TRECHO FORNECIDO =>
· · · ·

Passaram-se mais de 20 anos desde a queda do muro de
Berlim, e, na
Europa, fala-se novamente de revolução. Algo está, de fato, se movendo também no "hemisfério de esquerda" do pensamento mundial. Essa é a tese apresentada pelo estudioso
Razmig Keucheyan na sua preciosa cartografia do pensamento crítico contemporâneo.
A reportagem é de
Teresa Pullano, publicada no jornal
Il Manifesto, 15-04-2011. A tradução é de
Moisés Sbardelotto.
Hémisphère gauche. Une cartographie des nouvelles pensées critiques (Ed. La Découverte, 3.224 páginas) oferece um quadro precioso e articulado sobre o que está em jogo hoje para reconstruir um pensamento que recomponha a aliança entre elaboração teórica e lutas políticas.
Keucheyan se interroga sobre as condições da derrota, sobre o que resta dela e sobre quem são os novos sujeitos da emancipação. O tímido degelo atual segue a longa "glaciação" que atingiu o marxismo ocidental a partir dos anos 1980. Com o fechamento de qualquer possibilidade na
Europa, o pensamento crítico não só emigrou para a
América, mas se globalizou, abrindo-se para as elaborações provenientes dos quatro cantos do planeta. Mas o que aconteceu com os intelectuais que faziam parte da "nova esquerda", ou seja, aquele movimento que recusou a alternativa entre o socialismo real e o capitalismo?

· · · ·

ENTRADAS =>
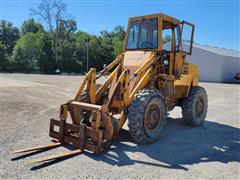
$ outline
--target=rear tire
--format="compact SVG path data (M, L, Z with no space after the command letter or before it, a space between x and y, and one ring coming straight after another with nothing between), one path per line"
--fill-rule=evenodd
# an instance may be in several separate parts
M183 120L187 125L201 126L205 121L208 108L206 90L199 86L192 87L188 97L183 99L181 107Z
M129 108L129 133L138 143L153 143L160 138L166 120L167 103L163 94L156 89L143 89Z

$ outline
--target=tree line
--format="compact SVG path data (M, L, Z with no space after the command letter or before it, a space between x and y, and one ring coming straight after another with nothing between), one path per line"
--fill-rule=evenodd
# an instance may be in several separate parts
M102 69L122 50L125 37L123 26L100 35L78 31L77 23L66 18L66 5L60 0L43 0L30 12L42 20L25 20L20 28L11 22L0 21L0 71L24 73L55 73ZM44 28L45 27L45 28Z

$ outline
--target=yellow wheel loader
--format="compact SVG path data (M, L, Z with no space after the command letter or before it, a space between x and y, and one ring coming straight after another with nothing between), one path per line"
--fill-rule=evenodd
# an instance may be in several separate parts
M76 96L61 105L59 118L50 120L49 136L56 142L14 153L67 144L76 150L32 162L84 150L99 153L111 146L127 119L137 143L154 143L175 106L181 106L186 124L202 125L207 94L198 86L197 65L186 59L192 54L193 36L193 24L164 14L130 18L122 53L100 73L92 68ZM99 84L102 76L105 82Z

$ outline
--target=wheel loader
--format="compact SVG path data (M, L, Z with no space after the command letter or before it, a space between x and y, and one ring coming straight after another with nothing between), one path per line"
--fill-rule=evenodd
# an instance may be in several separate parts
M176 106L187 125L201 126L208 105L206 91L198 85L198 67L187 61L193 37L193 24L165 14L130 18L122 52L99 73L90 69L75 97L60 106L59 118L50 120L55 143L13 152L68 144L76 148L32 162L99 153L111 146L126 120L136 143L154 143ZM105 81L99 83L102 77Z

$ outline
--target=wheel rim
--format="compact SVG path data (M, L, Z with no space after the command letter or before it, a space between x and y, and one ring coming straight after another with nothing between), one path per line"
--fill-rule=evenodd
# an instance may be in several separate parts
M147 131L154 131L161 122L161 108L158 103L152 102L147 106L144 118L144 127Z
M203 109L204 109L203 99L199 97L196 101L196 107L195 107L197 117L202 115Z

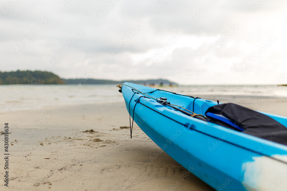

· · · ·

INSTRUÇÃO => Dê sequência ao trecho sobre o livro de Razmig Keucheyan, começando logo após a última frase apresentada.

RESPOSTA ESCRITA =>
Keucheyan os divide em seis categorias. Há os convertidos, ou seja, aqueles que, depois dos anos 1970, deixaram de elaborar um pensamento crítico (
Alain Finkielkraut ou
Pierre Rosanvallon, na
França;
Lucio Colletti, na
Itália); os pessimistas, que seguem o lema de
Frederic Jameson segundo o qual é mais fácil imaginar o fim do mundo do que o fim do capitalismo (
Perry Anderson); os resistentes, que são aqueles que permanecem fiéis ao compromisso de tempos atrás:
Noam Chomsky,
Daniel Bensaïd e
Alex Callinicos entre outros.
Há também os inovadores, para os quais a hibridização é condição da criatividade, e são os mais numerosos:
Michael Hardt e
Toni Negri,
Silvia Rivera Cusicanqui ou
Paul Gilroy. Os especialistas colocam à disposição de um projeto político o seu saber especializado: um exemplo é
Vandana Shiva, física de formação e ecologista. Os dirigentes ocupam posições de destaque em um grupo político e são, portanto, mais semelhantes à tipologia clássica dos intelectuais marxistas. Essa categoria é a mais exígua: conta com o subcomandante
Marcos,
Alvaro Garcia Linera, vice-presidente da
Bolívia, e o falecido
Edward Saïd, de 1977 a 1991 membro do
Conselho Nacional Palestino (a assembleia legislativa da
OLP [
Organização para a Libertação da Palestina]).
Para Keucheyan, um dos pensamentos críticos mais influentes dos últimos anos é o ligado às teorias do império e da multidão de Toni Negri e Michael Hardt. Também graças às críticas negrianas, hoje se assiste a uma renovada reflexão sobre o imperialismo, com menos atenção para os fatores econômicos e mais para a dimensão política e cultural. Os trabalhos de
Leo Pantich e de
Robert Cox vão nessa direção.
Um dos nós é o do papel dos Estados nacionais: são ainda os principais atores do jogo político ou foram ultrapassados por órgãos internacionais?
Benedict Anderson usa a história colonial para jogar uma nova luz sobre a nação, comunidade imaginada além de um conjunto de instituições. Na Europa, essa reflexão é levada adiante por filósofos como
Étienne Balibar e
Jürgen Habermas.
A análise das várias formas de capitalismo está no centro das teorias críticas contemporâneas, com os trabalhos de
Giovanni Arrighi,
Robert Brenner e
David Harvey, aos quais se associam as ideias de capitalismo fóssil de
Elmar Altvater, que estudam as relações entre capitalismo e ecologia.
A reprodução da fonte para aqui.